* PROBLEM TO WORK ON *
Locate the word "black" in the entries below, then gather every line that holds it.

* SOURCE INFORMATION *
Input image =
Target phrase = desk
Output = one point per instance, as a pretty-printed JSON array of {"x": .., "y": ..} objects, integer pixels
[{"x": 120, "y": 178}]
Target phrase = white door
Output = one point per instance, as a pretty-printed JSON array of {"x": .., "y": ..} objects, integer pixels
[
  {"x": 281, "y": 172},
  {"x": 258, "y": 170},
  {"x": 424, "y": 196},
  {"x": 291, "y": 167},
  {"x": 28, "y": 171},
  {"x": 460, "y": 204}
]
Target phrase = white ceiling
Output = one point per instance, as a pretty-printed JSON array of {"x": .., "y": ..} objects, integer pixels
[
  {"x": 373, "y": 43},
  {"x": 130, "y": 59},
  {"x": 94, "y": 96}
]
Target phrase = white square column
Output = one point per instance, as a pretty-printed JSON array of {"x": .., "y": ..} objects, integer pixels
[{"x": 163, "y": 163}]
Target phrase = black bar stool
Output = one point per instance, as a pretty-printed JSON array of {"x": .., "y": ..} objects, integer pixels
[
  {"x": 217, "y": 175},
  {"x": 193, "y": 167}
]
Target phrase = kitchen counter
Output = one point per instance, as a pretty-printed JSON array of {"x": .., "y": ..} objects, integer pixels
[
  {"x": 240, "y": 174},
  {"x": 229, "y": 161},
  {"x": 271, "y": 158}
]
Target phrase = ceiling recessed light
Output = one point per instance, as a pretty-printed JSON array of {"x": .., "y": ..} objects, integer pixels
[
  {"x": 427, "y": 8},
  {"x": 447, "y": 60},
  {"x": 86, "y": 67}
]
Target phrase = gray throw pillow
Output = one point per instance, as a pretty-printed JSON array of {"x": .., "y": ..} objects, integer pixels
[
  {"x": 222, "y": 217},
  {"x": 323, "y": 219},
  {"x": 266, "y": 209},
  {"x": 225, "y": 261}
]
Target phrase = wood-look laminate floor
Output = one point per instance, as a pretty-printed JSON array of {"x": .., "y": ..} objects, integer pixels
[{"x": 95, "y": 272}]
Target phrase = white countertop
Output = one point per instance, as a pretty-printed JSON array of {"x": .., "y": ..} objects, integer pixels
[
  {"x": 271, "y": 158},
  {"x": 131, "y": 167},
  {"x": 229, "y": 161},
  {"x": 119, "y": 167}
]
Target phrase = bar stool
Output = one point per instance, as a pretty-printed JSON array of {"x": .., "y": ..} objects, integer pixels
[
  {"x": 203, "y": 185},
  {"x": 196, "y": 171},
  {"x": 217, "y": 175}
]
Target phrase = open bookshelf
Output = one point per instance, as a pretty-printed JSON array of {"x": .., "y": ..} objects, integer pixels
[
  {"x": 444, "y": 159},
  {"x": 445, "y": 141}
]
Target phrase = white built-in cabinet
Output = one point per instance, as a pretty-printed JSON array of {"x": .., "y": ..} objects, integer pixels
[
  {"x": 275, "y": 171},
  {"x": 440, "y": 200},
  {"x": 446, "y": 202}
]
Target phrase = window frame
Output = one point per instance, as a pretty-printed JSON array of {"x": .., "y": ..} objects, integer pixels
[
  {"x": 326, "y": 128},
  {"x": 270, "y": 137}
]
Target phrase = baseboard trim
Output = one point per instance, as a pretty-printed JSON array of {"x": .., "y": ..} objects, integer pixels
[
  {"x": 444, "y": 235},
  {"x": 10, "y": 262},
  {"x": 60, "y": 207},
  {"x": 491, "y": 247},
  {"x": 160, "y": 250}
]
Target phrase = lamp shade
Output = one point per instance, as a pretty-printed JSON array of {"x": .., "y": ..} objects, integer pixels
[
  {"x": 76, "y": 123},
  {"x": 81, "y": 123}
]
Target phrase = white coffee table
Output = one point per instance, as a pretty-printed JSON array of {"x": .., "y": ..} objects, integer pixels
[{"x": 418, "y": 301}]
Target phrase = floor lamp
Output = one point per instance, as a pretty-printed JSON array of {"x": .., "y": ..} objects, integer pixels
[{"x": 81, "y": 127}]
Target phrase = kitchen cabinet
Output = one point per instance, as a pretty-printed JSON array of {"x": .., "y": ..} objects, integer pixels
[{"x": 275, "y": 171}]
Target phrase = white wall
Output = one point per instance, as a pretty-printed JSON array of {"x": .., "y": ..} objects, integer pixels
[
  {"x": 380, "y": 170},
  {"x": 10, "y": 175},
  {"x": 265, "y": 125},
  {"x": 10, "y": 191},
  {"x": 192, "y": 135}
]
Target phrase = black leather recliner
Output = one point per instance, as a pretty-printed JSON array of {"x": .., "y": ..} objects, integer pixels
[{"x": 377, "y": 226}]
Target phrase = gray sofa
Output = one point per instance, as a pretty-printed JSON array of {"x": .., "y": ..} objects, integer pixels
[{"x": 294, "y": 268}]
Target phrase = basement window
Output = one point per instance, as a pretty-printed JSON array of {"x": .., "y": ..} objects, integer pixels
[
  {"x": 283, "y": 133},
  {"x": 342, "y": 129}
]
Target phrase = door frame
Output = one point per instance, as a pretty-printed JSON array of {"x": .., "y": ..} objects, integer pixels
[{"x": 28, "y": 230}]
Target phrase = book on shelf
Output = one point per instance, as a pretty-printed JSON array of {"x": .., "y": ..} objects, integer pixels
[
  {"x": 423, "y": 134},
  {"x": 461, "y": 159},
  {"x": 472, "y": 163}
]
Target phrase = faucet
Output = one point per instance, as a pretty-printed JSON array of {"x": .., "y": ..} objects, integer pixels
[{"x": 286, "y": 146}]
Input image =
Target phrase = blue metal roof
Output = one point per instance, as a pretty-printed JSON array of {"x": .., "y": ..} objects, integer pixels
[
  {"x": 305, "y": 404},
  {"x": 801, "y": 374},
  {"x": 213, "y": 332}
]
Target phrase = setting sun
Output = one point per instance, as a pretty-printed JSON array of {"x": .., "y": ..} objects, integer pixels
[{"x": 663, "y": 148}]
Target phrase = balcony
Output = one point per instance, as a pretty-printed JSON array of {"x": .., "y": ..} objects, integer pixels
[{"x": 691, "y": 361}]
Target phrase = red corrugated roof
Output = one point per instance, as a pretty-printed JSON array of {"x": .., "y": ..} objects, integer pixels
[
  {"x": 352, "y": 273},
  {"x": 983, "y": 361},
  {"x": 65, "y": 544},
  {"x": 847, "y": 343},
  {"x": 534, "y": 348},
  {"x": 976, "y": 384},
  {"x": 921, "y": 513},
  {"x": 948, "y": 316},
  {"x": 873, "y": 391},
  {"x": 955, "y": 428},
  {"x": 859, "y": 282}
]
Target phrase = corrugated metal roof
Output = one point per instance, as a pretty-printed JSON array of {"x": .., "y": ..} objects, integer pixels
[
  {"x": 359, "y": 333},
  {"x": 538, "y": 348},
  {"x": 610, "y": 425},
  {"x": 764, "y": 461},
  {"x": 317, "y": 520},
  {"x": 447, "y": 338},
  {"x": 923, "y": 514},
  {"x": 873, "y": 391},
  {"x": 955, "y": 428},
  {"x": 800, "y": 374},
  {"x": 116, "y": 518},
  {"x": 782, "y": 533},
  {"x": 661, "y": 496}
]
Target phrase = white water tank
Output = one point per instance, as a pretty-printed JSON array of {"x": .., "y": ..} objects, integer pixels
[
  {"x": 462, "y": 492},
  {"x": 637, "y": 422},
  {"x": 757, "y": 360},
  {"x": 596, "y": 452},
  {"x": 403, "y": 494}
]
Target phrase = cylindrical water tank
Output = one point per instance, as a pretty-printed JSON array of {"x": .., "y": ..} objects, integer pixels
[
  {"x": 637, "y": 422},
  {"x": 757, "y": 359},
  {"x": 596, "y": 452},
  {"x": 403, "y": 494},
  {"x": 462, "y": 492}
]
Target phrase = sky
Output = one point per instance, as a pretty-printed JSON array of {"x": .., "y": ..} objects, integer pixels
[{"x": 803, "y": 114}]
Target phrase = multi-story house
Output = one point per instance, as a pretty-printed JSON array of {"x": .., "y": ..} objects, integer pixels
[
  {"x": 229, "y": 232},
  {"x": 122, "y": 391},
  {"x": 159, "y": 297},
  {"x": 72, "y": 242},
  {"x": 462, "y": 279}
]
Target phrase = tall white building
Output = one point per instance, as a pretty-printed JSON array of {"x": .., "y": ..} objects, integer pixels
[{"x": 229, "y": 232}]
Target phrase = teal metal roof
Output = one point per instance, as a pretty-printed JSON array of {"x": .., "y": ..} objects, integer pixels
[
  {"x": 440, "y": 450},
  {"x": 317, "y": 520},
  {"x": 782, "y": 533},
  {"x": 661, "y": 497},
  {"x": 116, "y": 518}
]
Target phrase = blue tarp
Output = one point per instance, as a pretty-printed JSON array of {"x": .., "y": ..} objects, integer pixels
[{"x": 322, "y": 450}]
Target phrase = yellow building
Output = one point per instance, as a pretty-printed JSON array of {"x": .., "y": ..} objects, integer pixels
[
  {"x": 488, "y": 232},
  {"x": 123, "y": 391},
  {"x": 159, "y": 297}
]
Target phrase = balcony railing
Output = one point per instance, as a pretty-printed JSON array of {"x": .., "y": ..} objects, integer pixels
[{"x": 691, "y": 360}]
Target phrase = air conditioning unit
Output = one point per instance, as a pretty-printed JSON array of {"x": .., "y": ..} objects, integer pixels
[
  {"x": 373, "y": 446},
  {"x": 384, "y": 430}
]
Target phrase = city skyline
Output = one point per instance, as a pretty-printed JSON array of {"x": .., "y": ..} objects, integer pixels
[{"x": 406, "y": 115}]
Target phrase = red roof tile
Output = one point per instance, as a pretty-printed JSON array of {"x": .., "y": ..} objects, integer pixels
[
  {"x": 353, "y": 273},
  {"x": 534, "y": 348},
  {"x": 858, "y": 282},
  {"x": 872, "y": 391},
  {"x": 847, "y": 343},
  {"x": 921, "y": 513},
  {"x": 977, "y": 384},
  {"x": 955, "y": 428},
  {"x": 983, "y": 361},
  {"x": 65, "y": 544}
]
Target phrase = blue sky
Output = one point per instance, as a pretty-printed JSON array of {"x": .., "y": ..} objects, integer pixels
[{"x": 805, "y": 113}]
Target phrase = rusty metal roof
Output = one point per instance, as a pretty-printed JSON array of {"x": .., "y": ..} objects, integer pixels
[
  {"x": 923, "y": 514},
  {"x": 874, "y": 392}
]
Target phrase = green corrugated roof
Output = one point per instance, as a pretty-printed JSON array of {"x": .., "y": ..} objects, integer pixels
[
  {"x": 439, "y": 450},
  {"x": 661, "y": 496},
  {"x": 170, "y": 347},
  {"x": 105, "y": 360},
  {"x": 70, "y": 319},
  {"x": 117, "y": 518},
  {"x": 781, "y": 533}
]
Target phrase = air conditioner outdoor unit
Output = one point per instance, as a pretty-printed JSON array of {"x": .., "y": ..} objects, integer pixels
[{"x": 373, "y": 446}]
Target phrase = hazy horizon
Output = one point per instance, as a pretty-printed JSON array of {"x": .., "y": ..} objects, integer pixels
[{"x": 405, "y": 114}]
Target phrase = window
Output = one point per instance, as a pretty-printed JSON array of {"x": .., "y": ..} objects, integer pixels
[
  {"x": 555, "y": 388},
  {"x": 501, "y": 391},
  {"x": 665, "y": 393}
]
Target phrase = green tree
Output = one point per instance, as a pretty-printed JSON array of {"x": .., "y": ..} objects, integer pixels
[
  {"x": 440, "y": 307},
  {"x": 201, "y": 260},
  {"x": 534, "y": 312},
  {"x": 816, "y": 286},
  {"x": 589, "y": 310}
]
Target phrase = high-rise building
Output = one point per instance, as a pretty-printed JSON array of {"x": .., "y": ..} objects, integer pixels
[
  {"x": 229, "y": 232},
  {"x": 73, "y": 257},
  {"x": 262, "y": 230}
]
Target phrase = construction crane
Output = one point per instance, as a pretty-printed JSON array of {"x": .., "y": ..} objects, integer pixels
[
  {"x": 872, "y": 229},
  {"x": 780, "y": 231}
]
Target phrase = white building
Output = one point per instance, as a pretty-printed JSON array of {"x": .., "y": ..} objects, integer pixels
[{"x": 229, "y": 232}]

* REPLY TO THE EXERCISE *
Target phrase = black bar stool
Target phrase = black leather recliner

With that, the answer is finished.